--- RECORDS TO USE ---
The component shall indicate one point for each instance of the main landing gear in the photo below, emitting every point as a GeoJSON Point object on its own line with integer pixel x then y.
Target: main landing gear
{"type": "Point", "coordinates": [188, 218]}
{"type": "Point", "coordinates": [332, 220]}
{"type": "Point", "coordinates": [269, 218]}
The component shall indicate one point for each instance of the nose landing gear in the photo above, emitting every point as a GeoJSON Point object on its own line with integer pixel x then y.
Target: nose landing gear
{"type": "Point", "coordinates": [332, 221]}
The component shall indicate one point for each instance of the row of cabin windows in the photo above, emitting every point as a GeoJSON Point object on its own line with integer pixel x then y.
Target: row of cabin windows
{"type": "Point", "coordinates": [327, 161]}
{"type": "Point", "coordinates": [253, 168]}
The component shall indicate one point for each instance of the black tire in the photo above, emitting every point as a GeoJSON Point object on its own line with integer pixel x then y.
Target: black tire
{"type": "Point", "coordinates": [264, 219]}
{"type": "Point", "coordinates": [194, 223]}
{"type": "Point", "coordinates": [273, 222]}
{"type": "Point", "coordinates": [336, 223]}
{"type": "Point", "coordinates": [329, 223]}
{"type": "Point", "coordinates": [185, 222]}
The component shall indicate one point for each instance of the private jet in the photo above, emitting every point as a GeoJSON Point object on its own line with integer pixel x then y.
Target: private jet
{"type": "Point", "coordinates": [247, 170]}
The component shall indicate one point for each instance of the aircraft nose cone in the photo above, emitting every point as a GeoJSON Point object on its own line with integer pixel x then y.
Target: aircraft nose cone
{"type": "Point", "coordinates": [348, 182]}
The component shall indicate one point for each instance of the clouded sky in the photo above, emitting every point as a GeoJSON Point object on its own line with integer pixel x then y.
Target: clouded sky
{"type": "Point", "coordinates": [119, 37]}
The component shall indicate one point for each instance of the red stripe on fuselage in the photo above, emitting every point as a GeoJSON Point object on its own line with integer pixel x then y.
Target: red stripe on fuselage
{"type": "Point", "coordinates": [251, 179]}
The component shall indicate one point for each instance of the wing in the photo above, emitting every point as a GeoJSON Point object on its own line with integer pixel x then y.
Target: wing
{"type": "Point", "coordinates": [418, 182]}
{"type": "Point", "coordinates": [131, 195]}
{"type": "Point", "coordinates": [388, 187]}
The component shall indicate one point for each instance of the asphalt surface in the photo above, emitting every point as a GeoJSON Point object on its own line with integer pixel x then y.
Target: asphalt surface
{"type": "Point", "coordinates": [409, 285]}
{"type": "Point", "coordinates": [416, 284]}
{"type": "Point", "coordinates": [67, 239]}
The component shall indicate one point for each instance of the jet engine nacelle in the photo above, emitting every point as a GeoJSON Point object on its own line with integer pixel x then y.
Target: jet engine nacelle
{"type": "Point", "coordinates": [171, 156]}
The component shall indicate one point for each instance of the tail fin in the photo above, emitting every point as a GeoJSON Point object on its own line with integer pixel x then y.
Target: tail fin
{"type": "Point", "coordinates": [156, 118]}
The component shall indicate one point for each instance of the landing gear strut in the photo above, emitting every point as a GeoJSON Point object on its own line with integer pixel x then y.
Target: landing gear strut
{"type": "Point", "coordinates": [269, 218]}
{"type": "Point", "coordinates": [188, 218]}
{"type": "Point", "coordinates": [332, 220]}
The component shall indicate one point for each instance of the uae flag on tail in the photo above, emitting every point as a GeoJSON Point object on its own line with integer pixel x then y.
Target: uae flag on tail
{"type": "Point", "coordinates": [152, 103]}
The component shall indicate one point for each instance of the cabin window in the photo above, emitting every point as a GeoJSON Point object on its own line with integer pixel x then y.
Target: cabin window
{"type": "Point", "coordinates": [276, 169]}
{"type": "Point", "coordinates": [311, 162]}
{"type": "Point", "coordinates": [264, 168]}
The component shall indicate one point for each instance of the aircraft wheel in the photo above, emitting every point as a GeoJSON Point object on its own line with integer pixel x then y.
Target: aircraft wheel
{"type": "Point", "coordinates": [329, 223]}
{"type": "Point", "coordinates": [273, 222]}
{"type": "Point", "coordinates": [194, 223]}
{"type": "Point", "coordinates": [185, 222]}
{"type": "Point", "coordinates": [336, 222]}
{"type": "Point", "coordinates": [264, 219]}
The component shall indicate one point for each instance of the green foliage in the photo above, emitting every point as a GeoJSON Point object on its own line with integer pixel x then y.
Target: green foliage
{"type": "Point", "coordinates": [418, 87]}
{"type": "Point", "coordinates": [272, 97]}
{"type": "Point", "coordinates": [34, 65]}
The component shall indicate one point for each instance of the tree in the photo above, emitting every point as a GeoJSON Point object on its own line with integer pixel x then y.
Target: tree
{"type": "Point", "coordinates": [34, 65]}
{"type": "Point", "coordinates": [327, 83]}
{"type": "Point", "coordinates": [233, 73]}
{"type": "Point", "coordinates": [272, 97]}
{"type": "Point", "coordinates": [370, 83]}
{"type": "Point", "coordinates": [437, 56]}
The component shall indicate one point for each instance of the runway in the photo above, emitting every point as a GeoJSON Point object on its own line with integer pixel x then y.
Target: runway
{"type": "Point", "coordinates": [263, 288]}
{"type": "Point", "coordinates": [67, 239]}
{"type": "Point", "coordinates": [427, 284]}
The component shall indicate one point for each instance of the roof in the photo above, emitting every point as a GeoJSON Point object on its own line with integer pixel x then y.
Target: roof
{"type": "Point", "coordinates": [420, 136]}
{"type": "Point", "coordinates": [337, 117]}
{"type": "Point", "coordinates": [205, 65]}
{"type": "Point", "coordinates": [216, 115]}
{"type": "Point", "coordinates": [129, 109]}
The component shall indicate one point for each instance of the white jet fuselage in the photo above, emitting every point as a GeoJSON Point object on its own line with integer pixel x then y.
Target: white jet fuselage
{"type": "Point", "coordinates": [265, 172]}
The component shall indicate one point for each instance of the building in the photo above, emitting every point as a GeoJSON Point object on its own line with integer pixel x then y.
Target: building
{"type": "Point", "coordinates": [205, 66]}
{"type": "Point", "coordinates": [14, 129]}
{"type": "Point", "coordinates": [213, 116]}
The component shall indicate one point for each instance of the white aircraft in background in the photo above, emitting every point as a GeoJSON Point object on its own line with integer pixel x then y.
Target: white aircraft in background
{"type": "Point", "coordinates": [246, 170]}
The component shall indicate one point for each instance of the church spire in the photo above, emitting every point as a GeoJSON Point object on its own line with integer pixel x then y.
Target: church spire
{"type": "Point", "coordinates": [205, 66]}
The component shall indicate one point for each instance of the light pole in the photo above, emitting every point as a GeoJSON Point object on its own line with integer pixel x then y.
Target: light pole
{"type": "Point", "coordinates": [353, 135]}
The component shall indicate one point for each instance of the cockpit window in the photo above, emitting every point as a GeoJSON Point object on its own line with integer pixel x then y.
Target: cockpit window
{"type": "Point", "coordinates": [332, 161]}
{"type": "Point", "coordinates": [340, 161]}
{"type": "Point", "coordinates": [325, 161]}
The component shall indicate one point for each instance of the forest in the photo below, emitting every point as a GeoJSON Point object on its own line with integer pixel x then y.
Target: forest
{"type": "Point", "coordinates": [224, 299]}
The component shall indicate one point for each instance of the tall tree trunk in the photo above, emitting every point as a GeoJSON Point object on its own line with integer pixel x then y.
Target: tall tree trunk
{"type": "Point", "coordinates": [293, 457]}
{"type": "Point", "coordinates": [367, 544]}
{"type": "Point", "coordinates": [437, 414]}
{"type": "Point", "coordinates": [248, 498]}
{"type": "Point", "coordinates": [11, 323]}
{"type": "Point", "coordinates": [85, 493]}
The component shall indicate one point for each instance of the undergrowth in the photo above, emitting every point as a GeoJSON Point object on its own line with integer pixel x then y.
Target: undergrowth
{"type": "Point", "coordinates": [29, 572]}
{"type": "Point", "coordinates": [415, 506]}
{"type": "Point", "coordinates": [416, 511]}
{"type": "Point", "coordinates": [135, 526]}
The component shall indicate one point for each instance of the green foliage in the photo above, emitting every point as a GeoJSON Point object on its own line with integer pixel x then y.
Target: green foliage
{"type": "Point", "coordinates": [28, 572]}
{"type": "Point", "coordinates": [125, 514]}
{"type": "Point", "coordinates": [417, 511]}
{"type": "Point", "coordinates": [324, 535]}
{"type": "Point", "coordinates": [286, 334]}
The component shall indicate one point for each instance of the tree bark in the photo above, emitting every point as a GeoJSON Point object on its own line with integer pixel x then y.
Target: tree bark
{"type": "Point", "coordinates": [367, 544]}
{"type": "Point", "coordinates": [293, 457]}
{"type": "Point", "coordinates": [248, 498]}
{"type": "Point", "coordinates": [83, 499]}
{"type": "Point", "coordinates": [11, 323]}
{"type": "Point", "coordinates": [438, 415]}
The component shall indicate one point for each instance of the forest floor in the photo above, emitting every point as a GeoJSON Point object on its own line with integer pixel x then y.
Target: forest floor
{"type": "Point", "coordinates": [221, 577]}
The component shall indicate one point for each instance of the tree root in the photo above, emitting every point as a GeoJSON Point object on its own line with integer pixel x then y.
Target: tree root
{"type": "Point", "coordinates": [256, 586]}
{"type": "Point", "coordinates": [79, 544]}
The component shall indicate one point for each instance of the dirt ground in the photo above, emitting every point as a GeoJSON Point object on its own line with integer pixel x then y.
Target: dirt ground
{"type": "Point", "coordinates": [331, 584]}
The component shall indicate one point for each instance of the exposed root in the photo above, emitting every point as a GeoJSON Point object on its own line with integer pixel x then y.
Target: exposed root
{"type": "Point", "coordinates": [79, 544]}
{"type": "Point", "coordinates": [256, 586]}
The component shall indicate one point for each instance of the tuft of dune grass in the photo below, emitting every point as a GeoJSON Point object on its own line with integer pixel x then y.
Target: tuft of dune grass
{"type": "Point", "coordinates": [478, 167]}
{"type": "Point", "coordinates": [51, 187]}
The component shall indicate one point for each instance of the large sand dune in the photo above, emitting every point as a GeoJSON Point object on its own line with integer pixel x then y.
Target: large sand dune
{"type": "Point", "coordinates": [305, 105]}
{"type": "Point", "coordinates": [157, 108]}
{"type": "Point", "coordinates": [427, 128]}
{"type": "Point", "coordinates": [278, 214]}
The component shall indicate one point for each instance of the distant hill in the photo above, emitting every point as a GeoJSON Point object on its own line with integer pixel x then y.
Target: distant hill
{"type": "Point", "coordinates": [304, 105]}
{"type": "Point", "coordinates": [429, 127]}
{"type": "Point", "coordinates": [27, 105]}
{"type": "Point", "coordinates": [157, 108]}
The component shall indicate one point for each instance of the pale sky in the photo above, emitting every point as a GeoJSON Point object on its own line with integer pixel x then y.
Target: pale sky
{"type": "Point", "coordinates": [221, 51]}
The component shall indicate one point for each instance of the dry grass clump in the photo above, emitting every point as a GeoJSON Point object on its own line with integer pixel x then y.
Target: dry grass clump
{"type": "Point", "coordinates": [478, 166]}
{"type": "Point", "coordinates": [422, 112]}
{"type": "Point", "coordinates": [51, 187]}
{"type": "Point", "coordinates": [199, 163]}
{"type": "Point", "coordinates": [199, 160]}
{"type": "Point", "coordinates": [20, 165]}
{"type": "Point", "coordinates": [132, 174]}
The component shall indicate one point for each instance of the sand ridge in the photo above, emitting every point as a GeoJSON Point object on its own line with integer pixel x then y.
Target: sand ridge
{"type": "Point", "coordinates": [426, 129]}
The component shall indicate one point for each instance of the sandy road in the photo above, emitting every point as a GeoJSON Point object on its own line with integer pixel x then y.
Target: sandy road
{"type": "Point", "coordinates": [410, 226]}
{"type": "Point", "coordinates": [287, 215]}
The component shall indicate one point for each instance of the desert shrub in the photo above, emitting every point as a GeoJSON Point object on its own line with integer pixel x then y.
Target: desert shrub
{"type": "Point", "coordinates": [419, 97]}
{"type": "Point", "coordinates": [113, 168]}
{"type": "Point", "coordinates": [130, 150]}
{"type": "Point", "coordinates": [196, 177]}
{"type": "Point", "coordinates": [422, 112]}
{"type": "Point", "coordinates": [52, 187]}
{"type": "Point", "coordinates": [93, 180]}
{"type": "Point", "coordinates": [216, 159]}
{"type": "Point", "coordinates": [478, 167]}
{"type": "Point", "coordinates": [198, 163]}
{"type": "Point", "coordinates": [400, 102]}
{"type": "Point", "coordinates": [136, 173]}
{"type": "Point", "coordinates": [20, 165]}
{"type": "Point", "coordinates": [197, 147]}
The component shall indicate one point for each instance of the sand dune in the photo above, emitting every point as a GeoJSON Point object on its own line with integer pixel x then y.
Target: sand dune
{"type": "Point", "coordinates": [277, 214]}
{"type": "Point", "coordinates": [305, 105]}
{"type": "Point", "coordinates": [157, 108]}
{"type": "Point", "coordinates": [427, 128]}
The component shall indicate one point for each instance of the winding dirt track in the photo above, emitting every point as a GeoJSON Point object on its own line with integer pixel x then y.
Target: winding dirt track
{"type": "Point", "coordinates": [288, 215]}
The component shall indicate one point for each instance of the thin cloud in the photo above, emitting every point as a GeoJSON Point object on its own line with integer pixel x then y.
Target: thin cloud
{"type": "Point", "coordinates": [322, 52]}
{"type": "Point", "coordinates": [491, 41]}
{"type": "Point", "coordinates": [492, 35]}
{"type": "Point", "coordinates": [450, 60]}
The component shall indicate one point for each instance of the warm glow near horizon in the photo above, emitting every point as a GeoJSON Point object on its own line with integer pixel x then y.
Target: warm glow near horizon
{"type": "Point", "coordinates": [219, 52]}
---
### WHAT THE EXERCISE ASKS
Exactly reproduce the lines from the one containing "the sand dune" through the end of the records, and only those lines.

### RESPONSE
The component shall indicate one point for each instance of the sand dune in the photo above, emitting every point as a GeoJSON Point object on its own line with integer pixel x then y.
Target: sand dune
{"type": "Point", "coordinates": [277, 214]}
{"type": "Point", "coordinates": [305, 105]}
{"type": "Point", "coordinates": [157, 108]}
{"type": "Point", "coordinates": [427, 128]}
The component shall indicate one point for each instance of the winding dirt track in the photo above, emitting every point as a GeoJSON Point object on its own line with integer pixel x then y.
Target: winding dirt track
{"type": "Point", "coordinates": [288, 215]}
The component shall indicate one point for each instance of the thin cloud in the photo above, emitting every point as a GeoJSON Point object on its own line with integer pixel x then y.
Target: thin cloud
{"type": "Point", "coordinates": [322, 52]}
{"type": "Point", "coordinates": [491, 41]}
{"type": "Point", "coordinates": [492, 35]}
{"type": "Point", "coordinates": [450, 60]}
The component shall indicate one point for each instance of the warm glow near horizon in the photo above, emitting every point as a GeoJSON Point object on its own line with integer pixel x then y.
Target: warm glow near horizon
{"type": "Point", "coordinates": [219, 52]}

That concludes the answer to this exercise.